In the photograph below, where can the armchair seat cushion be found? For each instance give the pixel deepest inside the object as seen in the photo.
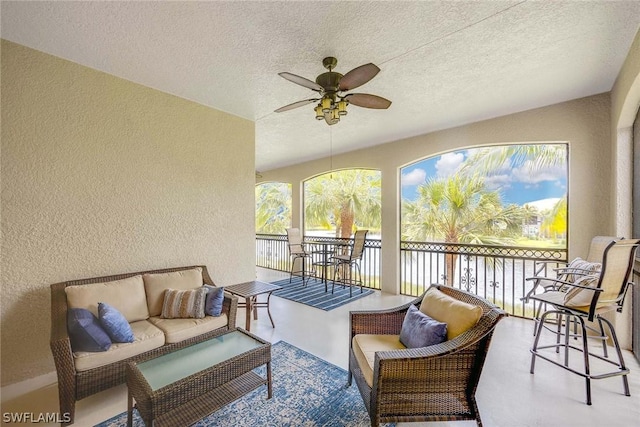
(146, 337)
(365, 347)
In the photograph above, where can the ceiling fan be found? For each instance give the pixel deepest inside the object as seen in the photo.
(330, 85)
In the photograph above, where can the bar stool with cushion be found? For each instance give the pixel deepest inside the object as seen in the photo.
(588, 300)
(344, 263)
(297, 252)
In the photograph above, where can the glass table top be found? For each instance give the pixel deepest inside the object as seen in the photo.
(174, 366)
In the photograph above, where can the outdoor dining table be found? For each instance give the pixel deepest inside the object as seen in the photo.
(325, 250)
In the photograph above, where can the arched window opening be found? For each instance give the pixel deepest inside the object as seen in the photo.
(479, 218)
(273, 207)
(338, 203)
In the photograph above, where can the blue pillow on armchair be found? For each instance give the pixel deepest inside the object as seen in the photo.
(213, 302)
(419, 330)
(114, 323)
(85, 331)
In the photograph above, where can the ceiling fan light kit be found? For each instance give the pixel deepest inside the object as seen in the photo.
(332, 105)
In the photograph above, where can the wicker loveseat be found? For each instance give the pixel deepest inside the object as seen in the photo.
(433, 383)
(83, 374)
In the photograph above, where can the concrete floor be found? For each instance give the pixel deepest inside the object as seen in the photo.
(508, 395)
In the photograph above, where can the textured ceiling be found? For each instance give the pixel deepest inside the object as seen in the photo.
(442, 64)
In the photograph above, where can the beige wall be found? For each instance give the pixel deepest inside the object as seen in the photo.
(100, 176)
(625, 99)
(583, 123)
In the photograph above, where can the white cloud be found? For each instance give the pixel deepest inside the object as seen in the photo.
(501, 181)
(528, 173)
(448, 164)
(415, 177)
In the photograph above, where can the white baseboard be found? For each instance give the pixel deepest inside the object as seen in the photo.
(13, 391)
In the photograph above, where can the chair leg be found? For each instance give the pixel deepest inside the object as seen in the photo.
(621, 364)
(603, 337)
(534, 349)
(585, 353)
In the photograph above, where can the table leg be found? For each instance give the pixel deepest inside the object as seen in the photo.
(269, 387)
(129, 409)
(269, 311)
(254, 301)
(248, 314)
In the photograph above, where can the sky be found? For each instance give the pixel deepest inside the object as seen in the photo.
(519, 184)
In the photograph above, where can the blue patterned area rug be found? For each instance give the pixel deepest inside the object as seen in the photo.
(314, 294)
(307, 391)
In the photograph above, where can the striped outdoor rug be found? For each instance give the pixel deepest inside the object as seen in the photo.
(314, 294)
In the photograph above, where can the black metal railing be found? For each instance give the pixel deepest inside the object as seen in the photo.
(272, 252)
(497, 273)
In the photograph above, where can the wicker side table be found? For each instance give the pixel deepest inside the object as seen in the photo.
(182, 387)
(250, 291)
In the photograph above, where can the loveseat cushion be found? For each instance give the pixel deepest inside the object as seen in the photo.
(458, 315)
(155, 284)
(147, 337)
(114, 323)
(126, 295)
(365, 347)
(176, 330)
(183, 304)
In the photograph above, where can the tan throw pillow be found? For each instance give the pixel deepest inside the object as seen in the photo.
(578, 268)
(155, 284)
(579, 297)
(458, 315)
(184, 304)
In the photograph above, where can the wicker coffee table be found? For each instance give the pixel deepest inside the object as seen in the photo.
(182, 387)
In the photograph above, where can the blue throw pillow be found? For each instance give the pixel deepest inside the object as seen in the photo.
(114, 323)
(420, 330)
(213, 303)
(85, 331)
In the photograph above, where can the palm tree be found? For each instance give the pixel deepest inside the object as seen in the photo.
(344, 199)
(273, 207)
(488, 160)
(554, 223)
(459, 209)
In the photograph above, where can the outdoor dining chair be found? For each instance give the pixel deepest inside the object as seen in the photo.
(344, 264)
(588, 299)
(298, 252)
(545, 279)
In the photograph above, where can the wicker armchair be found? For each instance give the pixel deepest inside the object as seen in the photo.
(74, 385)
(436, 383)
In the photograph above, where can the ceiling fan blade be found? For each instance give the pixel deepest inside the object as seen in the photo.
(296, 105)
(358, 76)
(301, 81)
(368, 101)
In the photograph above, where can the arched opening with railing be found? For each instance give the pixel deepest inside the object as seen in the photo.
(478, 219)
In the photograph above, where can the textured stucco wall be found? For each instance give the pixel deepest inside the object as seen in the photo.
(100, 176)
(583, 123)
(625, 100)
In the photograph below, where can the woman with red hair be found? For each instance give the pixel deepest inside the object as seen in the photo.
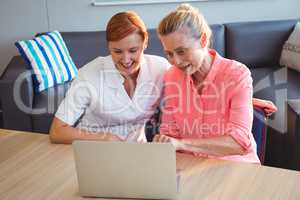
(113, 96)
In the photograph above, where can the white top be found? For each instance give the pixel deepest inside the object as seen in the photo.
(97, 100)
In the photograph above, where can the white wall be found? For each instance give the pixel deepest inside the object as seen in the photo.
(21, 19)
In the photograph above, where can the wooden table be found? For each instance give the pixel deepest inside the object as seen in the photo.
(32, 168)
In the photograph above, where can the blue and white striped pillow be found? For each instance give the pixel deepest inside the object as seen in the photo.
(49, 58)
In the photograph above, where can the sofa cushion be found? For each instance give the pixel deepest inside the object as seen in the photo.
(290, 56)
(49, 58)
(257, 43)
(267, 80)
(86, 46)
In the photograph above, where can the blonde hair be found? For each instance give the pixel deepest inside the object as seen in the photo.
(185, 16)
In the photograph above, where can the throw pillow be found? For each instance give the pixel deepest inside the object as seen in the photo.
(49, 59)
(290, 55)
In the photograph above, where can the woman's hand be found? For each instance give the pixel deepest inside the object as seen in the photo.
(111, 137)
(163, 139)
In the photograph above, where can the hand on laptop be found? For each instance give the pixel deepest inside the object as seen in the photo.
(112, 137)
(163, 138)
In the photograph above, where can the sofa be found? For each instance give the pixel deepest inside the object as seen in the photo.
(256, 44)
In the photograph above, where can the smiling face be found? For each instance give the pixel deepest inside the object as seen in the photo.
(184, 51)
(127, 54)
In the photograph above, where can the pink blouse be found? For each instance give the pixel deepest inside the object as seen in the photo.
(224, 106)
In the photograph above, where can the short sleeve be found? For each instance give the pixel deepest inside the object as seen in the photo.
(241, 111)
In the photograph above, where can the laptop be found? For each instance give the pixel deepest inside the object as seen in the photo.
(125, 170)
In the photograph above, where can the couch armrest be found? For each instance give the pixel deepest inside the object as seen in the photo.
(16, 95)
(293, 135)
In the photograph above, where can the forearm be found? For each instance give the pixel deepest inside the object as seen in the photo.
(65, 134)
(216, 146)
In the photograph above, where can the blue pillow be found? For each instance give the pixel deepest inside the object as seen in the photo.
(49, 59)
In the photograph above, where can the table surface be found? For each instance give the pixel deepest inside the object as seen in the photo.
(32, 168)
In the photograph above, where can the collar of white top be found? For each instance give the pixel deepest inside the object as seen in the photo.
(114, 79)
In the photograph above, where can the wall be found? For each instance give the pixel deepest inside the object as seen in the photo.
(21, 19)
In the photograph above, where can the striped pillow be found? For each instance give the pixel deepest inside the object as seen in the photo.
(49, 58)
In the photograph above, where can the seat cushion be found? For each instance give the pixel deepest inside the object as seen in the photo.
(257, 43)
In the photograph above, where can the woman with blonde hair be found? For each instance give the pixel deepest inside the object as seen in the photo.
(207, 98)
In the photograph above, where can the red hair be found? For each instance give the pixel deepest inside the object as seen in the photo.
(123, 24)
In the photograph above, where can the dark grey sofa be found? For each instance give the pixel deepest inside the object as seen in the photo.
(256, 44)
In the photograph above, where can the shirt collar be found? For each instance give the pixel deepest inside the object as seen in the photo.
(214, 67)
(114, 79)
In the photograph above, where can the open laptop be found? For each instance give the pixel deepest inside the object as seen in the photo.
(126, 170)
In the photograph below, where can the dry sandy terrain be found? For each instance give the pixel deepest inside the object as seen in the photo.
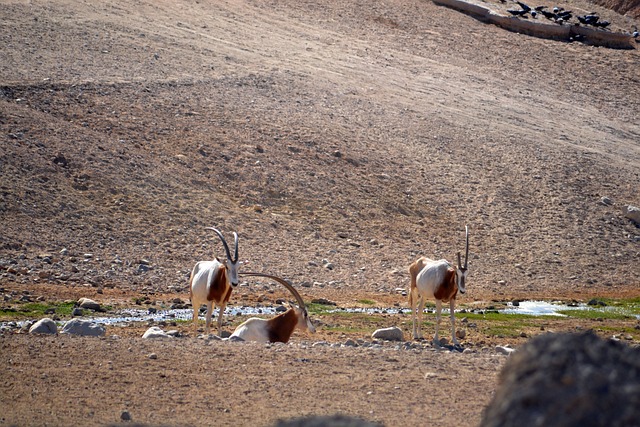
(361, 134)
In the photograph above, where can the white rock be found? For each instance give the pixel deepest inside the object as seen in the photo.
(44, 326)
(504, 350)
(83, 328)
(88, 304)
(389, 334)
(155, 332)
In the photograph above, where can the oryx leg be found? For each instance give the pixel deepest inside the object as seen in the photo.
(417, 310)
(436, 339)
(195, 317)
(452, 304)
(221, 308)
(208, 316)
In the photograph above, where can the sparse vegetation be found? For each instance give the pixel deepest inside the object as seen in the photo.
(36, 310)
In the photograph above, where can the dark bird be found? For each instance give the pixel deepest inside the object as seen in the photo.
(589, 19)
(565, 15)
(548, 15)
(602, 24)
(517, 12)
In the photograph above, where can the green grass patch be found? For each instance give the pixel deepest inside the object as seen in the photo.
(597, 313)
(317, 309)
(37, 310)
(496, 316)
(346, 329)
(630, 305)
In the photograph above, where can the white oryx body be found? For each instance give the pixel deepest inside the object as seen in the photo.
(438, 280)
(211, 282)
(277, 329)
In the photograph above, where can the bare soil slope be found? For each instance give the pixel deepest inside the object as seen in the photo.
(361, 133)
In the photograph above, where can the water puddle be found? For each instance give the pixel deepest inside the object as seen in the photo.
(128, 316)
(541, 308)
(135, 315)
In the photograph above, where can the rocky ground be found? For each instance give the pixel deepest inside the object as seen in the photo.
(341, 140)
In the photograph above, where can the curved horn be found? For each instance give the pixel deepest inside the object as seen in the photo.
(235, 256)
(224, 242)
(466, 255)
(283, 282)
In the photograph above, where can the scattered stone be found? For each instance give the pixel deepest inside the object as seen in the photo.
(388, 334)
(322, 301)
(568, 380)
(325, 420)
(83, 328)
(44, 326)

_Written exercise:_ Starting at the line that contains "In the photograph above, where can the white rock", retype each line through the end of the listing above and nothing else.

_Answer to this problem:_
In the photograph above, where can the white rock be found? For each instance give the pixel deepest inside the object as seen in the photo.
(44, 326)
(504, 350)
(83, 328)
(88, 304)
(389, 334)
(155, 332)
In the photograph above, where can the oryx leg be found? For each instance give the pixel deepest inside the object as seen in the photo.
(417, 310)
(436, 339)
(195, 317)
(452, 304)
(221, 308)
(208, 316)
In the photograph above, where can the sparse vegetation be found? For each instance give the pixel deepest inside the object as seen in the photo.
(36, 310)
In the photograph above, where can the dark bird be found? For each instance give the pixel deepest inside the object as seen in the photo.
(589, 19)
(565, 15)
(548, 15)
(602, 24)
(517, 12)
In the photograph above, where can the green grass patch be found? For each instance give the pixel deepest inside the object as seen in the photo.
(597, 313)
(317, 309)
(37, 310)
(496, 316)
(346, 329)
(630, 305)
In the photograph above, where can the white oryx body be found? For each instance give the pixel deepest inside the object as seen in the photo.
(438, 280)
(211, 282)
(277, 329)
In the photograph above, where can the bare soil slope be found? For each instance give the pixel deepest inside the object as seen in the photo.
(361, 133)
In the photograph above, where can the water puddle be found? For each instance give the pixel deepest inside the object as seen in the photo.
(128, 316)
(541, 308)
(135, 315)
In the photograph above, where can the rocky ground be found? For each instance give the pixel deepest inside the object as seen in the photo.
(341, 140)
In the photograph above, where can the curved horn be found? For each instance give the pixel deepest inside the object as seen in the photo.
(235, 256)
(224, 242)
(466, 255)
(283, 282)
In the photograph above, where can the scattered stone be found? For each instance give the pixel deepest inside the object as seen in the photo.
(388, 334)
(322, 301)
(568, 380)
(325, 420)
(83, 328)
(44, 326)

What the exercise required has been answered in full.